*WHAT IS NEEDED*.
Below this line is a set of entries; quote exactly the lines from the line that contains "the blurred spectator" to the line that contains "of the mouth", both lines included.

↓

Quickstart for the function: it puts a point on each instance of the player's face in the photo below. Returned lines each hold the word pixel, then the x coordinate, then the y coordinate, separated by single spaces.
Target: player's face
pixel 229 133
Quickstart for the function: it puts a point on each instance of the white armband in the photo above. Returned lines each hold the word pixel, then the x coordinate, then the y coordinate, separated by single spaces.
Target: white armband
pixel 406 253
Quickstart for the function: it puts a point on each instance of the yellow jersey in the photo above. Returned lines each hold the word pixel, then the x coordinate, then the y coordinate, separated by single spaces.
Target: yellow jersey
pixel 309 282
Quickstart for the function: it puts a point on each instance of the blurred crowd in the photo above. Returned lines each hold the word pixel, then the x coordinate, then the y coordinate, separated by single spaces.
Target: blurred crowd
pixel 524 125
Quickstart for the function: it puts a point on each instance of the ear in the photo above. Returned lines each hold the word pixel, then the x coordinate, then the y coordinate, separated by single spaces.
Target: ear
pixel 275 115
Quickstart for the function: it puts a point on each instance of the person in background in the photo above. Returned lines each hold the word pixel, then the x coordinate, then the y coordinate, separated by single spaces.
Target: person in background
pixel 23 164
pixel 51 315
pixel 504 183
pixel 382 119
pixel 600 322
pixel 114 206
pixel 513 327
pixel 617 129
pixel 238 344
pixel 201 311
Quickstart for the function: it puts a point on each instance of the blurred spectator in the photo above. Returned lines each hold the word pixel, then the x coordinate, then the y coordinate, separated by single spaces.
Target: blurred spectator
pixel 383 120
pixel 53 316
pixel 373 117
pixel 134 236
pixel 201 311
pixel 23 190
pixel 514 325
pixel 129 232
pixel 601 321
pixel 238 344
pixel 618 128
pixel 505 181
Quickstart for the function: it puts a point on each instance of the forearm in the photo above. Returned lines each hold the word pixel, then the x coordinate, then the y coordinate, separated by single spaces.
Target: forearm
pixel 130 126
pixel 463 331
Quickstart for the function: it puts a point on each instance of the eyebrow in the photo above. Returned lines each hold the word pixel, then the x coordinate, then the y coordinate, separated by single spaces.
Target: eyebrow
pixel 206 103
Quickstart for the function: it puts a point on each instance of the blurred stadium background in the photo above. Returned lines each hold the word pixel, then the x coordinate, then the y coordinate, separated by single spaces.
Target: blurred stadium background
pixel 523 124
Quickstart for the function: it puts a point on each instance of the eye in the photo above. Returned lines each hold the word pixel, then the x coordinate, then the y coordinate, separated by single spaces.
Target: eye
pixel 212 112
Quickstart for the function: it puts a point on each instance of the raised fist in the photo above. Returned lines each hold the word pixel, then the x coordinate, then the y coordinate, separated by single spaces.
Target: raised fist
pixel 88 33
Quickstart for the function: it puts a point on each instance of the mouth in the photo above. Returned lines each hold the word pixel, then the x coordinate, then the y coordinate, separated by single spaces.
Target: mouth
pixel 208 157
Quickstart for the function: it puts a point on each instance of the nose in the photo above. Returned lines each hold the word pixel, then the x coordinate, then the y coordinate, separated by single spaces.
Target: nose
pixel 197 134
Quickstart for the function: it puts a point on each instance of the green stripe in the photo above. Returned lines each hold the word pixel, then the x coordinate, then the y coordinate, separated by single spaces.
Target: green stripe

↑

*RESPONSE TO THE EXERCISE*.
Quickstart for the function: it puts a point on each instance of the blurred spectator in the photo above. Returned lines each hold the word pixel, then the x coordinate, then the y coordinate, separated by single spaces.
Target: blurred spectator
pixel 383 120
pixel 53 316
pixel 373 117
pixel 134 236
pixel 201 311
pixel 23 190
pixel 514 325
pixel 129 232
pixel 601 321
pixel 238 344
pixel 618 128
pixel 505 181
Quickstart for the function: it puts a point on each instance of the forearm in the photo above. Returned lines each hold the word pixel, then the x coordinate, then the y coordinate, separated by single spaces.
Target: forearm
pixel 130 126
pixel 463 331
Quickstart for the function: it puts a point on each instance of the eyebrow in the photo above. Returned lines each hold the word pixel, then the x coordinate, then the y coordinate, separated by single spaces.
Target: eyebrow
pixel 206 103
Quickstart for the function: it puts a point on each instance of the blurred stadium background in the photo above. Returned lines each hold the word pixel, then the x coordinate, then the y coordinate, separated by single spaces.
Target: blurred stadium background
pixel 523 124
Quickstart for the function: it puts a point on each instance of the eye in the photo above. Returned lines each hold the word pixel, then the x coordinate, then the y coordinate, separated by single spaces.
Target: eye
pixel 212 112
Quickstart for the function: it puts a point on each instance of the raised fist in the photo above. Returned lines each hold the word pixel, then the x coordinate, then the y coordinate, separated by single spaces.
Target: raised fist
pixel 88 33
Quickstart for the function: it puts a point on each instance of the mouth in the photo above. Returned lines each hold the word pixel, then the x coordinate, then the y coordinate, separated by single spaces.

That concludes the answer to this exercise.